Extract to read:
Kasting 4 Kids event breaks the $1M mark for Holland Bloorview Kids Rehabilitation Hospital
Life can’t be all about work, which is why we’ve always made community and charitable involvement a priority.
If you were one of the 650 people at the Canadian Art Foundation’s fundraiser last night, you’d have seen our logo among the corporate sponsors for what was probably our 7th or 8th consecutive year. The Foundation helps bring as-yet undiscovered artists into the consciousness of collectors, galleries and the media, which is something any early-stage entrepreneur can sympathize with. Our firm’s walls are dominated by the art of emerging and established Canadian artists: oil, acrylic, photographs, neon; a bit of everything. And with a few hundred meetings each year, the art gets exposed to plenty of eyeballs.
Many of our portfolio companies share our passion for the greater good, and today seemed like an appropriate day to highlight one of them. Real Matters, a leading provider of property insights to the North American mortgage and property and casualty (P&C) insurance industries, recently announced its charitable foundation had raised $1 million since the 2010 launch of Kasting 4 Kids, its annual fundraiser for Holland Bloorview Kids Rehabilitation Hospital.
Over the past six years, leaders in Toronto’s financial and professional community have stepped up making the Kasting 4 Kids event one of the largest fundraisers in support of Canada’s largest children’s rehabilitation and complex care teaching hospital.

Record set:
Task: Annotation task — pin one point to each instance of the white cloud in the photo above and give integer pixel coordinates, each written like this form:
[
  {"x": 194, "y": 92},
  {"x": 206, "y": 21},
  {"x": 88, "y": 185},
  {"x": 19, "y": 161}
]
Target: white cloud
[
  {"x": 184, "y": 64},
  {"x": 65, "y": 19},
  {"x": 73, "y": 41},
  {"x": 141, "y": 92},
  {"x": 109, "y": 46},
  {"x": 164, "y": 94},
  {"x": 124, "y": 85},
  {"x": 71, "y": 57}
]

What the exercise asks: Carry on the post about the Kasting 4 Kids fundraiser for Holland Bloorview, starting right after its final sentence.

Answer area:
Holland Bloorview is a global leader in applied research, teaching and learning, and client and family centred care. It pioneers innovative treatments, therapies and technologies that give children with disabilities the tools to participate fully in life. Serving children from birth to 19 years old, the hospital has approximately 580 inpatient admissions and 55,000 outpatient visits each year from across the province, Canada and around the world.
Jason Smith, President and CEO of Real Matters, is the founder of Kasting 4 Kids and pulled it all together. It’s not that golf isn’t a great mechanism to raise money, but Jason is right that fishing is ultimately more relaxing. Even fly fishing. And it doesn’t take 5 hours to get it into the hole.
Many early stage entrepreneurs don’t have the financial resources and contacts that Jason does, but there are lots of ways that your own team can have a positive impact on the community. Try the Executive Sleep-out at Covenant House. Plant some milkweed with the PortsToronto team. Sign up for Bullfrog Power’s renewable energy.
Or just a take a moment to thank Jason and his team for making the Canadian innovation economy look good.